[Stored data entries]
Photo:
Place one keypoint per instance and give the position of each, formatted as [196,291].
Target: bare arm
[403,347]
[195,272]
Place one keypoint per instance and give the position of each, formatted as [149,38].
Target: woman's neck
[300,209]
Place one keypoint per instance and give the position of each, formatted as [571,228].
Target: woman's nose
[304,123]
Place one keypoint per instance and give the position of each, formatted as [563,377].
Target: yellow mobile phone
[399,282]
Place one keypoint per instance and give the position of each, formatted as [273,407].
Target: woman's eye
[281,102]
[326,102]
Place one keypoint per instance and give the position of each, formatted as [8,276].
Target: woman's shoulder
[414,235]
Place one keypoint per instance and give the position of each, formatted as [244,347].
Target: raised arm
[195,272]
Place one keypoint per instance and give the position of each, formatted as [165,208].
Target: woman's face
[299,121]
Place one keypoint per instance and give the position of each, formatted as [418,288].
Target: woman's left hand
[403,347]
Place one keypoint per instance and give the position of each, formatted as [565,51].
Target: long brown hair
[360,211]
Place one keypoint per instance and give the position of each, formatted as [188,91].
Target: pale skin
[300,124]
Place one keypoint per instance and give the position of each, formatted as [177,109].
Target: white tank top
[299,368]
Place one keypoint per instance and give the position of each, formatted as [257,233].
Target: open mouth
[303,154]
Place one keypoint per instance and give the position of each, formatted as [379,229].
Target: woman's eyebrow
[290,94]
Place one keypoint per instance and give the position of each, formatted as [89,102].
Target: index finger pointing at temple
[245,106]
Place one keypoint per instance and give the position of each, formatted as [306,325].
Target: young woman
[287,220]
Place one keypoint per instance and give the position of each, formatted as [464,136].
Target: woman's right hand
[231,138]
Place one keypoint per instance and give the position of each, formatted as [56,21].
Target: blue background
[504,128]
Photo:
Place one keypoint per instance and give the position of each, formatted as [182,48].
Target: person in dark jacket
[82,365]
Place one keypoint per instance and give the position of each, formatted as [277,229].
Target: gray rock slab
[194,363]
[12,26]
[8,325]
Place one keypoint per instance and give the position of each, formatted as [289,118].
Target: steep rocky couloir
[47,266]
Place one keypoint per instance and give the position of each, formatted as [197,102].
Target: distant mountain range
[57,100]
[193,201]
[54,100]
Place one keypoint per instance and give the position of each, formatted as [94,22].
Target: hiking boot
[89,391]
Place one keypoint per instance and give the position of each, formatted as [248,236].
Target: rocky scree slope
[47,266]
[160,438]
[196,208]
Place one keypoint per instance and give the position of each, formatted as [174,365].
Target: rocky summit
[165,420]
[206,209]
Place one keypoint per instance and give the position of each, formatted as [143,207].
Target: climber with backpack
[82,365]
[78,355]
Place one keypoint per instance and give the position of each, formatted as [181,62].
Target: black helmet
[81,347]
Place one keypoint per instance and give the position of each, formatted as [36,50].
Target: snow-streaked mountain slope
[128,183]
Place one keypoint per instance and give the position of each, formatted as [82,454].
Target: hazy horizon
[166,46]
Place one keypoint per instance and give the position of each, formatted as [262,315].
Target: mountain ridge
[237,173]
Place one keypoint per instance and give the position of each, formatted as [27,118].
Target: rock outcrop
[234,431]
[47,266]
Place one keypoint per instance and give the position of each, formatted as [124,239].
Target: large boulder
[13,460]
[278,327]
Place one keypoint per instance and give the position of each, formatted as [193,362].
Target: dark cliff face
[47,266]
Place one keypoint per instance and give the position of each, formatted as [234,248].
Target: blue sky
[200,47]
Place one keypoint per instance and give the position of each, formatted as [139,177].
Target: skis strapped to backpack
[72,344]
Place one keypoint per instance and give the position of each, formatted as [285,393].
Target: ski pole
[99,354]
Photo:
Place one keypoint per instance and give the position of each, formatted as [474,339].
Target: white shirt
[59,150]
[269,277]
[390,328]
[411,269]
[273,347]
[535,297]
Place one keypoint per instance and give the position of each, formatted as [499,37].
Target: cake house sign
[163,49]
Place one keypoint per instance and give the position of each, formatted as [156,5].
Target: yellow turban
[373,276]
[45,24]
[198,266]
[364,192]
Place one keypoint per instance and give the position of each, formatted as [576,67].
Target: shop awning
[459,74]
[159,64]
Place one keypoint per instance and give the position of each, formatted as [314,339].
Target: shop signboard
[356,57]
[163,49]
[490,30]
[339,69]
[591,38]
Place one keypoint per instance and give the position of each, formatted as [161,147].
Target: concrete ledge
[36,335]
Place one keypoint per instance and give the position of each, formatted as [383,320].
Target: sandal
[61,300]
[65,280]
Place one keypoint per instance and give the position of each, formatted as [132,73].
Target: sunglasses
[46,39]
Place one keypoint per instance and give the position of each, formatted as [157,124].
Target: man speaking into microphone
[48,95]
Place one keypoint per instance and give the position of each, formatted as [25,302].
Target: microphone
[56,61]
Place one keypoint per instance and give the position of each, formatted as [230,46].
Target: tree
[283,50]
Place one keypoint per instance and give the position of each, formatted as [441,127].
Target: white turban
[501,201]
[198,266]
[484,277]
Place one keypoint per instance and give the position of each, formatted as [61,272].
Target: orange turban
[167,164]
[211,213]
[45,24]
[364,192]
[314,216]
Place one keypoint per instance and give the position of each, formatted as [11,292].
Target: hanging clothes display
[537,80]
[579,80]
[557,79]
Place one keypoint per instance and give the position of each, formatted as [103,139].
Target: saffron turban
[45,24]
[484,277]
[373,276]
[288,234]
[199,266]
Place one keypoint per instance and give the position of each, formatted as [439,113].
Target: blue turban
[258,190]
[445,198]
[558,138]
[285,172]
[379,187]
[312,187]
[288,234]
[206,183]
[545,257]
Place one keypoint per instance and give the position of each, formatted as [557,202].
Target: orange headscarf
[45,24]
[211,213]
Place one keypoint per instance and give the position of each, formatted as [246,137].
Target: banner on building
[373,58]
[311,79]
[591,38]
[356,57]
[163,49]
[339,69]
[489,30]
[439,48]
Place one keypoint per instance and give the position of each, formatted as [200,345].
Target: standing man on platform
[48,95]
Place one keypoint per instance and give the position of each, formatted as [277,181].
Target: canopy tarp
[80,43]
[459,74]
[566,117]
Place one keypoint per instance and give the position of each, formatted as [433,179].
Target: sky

_Task directions_
Repeat the data in full. Nothing may be dropped or altered.

_Exercise solution_
Photo:
Place one keypoint per instance and give the position of each, formatted as [196,291].
Target: bare arm
[403,347]
[195,272]
Place one keypoint per instance and give the position of each, formatted as [149,38].
Target: woman's neck
[300,209]
Place one keypoint per instance and give the position of each, formatted as [571,228].
Target: woman's nose
[304,123]
Place one keypoint per instance and give the position of each, formatted as [563,377].
Target: yellow mobile phone
[399,282]
Place one keypoint per instance and give the position of each, formatted as [273,407].
Target: woman's eye
[281,102]
[326,102]
Place one keypoint per instance and give the position of each, formatted as [8,276].
Target: woman's shoulder
[414,235]
Place one keypoint per instance and give the position of each, formatted as [244,347].
Target: raised arm
[195,272]
Place one keypoint per instance and give the position of each, formatted as [165,208].
Target: woman's face
[299,121]
Place one keypoint per instance and give the position of each, formatted as [418,288].
Target: woman's left hand
[403,347]
Place one keypoint per instance and give the position of each, formatted as [565,51].
Target: long brown hair
[360,211]
Place one keypoint per instance and give the position of each, formatted as [188,91].
Target: pale skin
[300,124]
Place one keypoint per instance and give the position of each, formatted as [177,109].
Target: white tank top
[299,368]
Place one keypoint per instance and give the position of each, formatted as [257,233].
Target: open mouth
[303,154]
Place one keypoint per instance and give the position of each, formatted as [379,229].
Target: woman's eyebrow
[290,94]
Place one keypoint per instance and give the position of each, formatted as [89,102].
Target: index finger pointing at temple
[245,106]
Place one keypoint per instance and give the position of each, formatted as [306,325].
Target: young woman
[287,220]
Place one keypoint per instance and give the position of each, formatted as [464,136].
Target: woman's right hand
[231,138]
Place one keypoint per instance and give the position of each, formatted as [56,21].
Target: blue background
[504,128]
Photo:
Place one keypoint per instance and give the position of each, formatted as [182,48].
Target: person in dark jacket
[82,365]
Place one keypoint per instance and give the position of each, formatted as [277,229].
Target: gray rock slab
[194,363]
[12,26]
[8,325]
Place one keypoint per instance and give the position of each, formatted as [289,118].
Target: steep rocky couloir
[47,266]
Place one keypoint per instance and give the position of each, formatted as [197,102].
Target: distant mountain range
[57,100]
[193,201]
[54,100]
Place one keypoint per instance and give the position of each, formatted as [94,22].
Target: hiking boot
[89,391]
Place one keypoint per instance and give the position of each, formatted as [248,236].
Target: rocky scree slope
[47,266]
[160,438]
[196,208]
Place one keypoint per instance and give the position of each, formatted as [174,365].
Target: rocky summit
[165,420]
[206,209]
Place one keypoint per instance and give the position of each, formatted as [143,207].
Target: climber with backpack
[82,365]
[78,355]
Place one keypoint per instance and give the position of each, formatted as [181,62].
Target: black helmet
[81,347]
Place one keypoint per instance and give the position of each, formatted as [36,50].
Target: snow-streaked mountain slope
[128,183]
Place one keypoint per instance and give the position of each, formatted as [82,454].
Target: hazy horizon
[166,46]
Place one keypoint per instance and give the position of each, formatted as [262,315].
Target: mountain ridge
[237,173]
Place one keypoint per instance and give the position of each, formatted as [27,118].
Target: rock outcrop
[234,431]
[47,266]
Place one keypoint per instance and give the position of each, formatted as [124,239].
Target: large boulder
[13,460]
[278,327]
Place one keypoint per instance and give the position of each, formatted as [193,362].
Target: dark cliff face
[47,266]
Place one keypoint per instance and give the position of each, formatted as [234,248].
Target: blue sky
[200,47]
Place one keypoint per instance and give the position of each, formatted as [139,177].
Target: skis strapped to backpack
[72,344]
Place one keypoint per instance and give the position of each, formatted as [285,393].
Target: ski pole
[99,354]
Photo:
Place one keypoint per instance and give the position of each, formatted as [474,339].
Target: white shirt
[59,150]
[269,277]
[390,328]
[411,269]
[273,347]
[535,297]
Place one keypoint per instance and give the position of each, formatted as [499,37].
Target: cake house sign
[163,49]
Place one keypoint per instance and give the position of each, formatted as [156,5].
Target: yellow turban
[373,276]
[45,24]
[198,266]
[364,192]
Place one keypoint per instance and give the position of each, formatted as [576,67].
Target: shop awning
[459,74]
[159,64]
Place one keypoint per instance and give the position of each, formatted as [314,339].
Target: shop signboard
[356,57]
[163,49]
[490,30]
[339,69]
[591,38]
Place one keypoint per instance and give the position of each, formatted as [161,147].
Target: concrete ledge
[36,335]
Place one keypoint per instance and give the position of each, formatted as [383,320].
Target: sandal
[61,300]
[65,280]
Place one keypoint per instance and give the position of each, formatted as [132,73].
Target: sunglasses
[46,39]
Place one keypoint per instance and give the position of each, formatted as [157,124].
Target: man speaking into microphone
[48,95]
Place one keypoint per instance and give the position of each, formatted as [25,302].
Target: microphone
[56,61]
Place one keypoint per instance and give the position of each, formatted as [230,46].
Target: tree
[283,50]
Place one keypoint per instance and give the position of each, formatted as [441,127].
Target: white turban
[501,201]
[198,266]
[484,277]
Place one keypoint per instance and give the position of each, formatted as [61,272].
Target: orange turban
[167,164]
[211,213]
[45,24]
[364,192]
[314,216]
Place one keypoint per instance and give the position of each, formatted as [11,292].
Target: hanging clothes display
[537,80]
[579,80]
[557,79]
Place one keypoint per instance and give the position of each, formatted as [103,139].
Target: saffron turban
[45,24]
[484,277]
[373,276]
[288,234]
[199,266]
Place one keypoint per instance and give the position of each, formatted as [439,113].
Target: blue turban
[258,190]
[445,198]
[558,138]
[285,172]
[379,187]
[312,187]
[288,234]
[206,183]
[545,257]
Place one keypoint per instance and give the position of each, formatted as [557,202].
Target: orange headscarf
[45,24]
[211,213]
Place one keypoint per instance and give the position of each, formatted as [246,137].
Target: banner on building
[373,58]
[311,79]
[591,38]
[356,57]
[163,49]
[339,69]
[489,30]
[439,48]
Place one keypoint per instance and give the position of each, formatted as [200,345].
Target: standing man on platform
[48,95]
Place one keypoint per instance and give the position of each, formatted as [277,181].
Target: canopy tarp
[80,43]
[459,74]
[566,117]
Place one keypoint per instance and give the position of each, formatted as [433,179].
Target: sky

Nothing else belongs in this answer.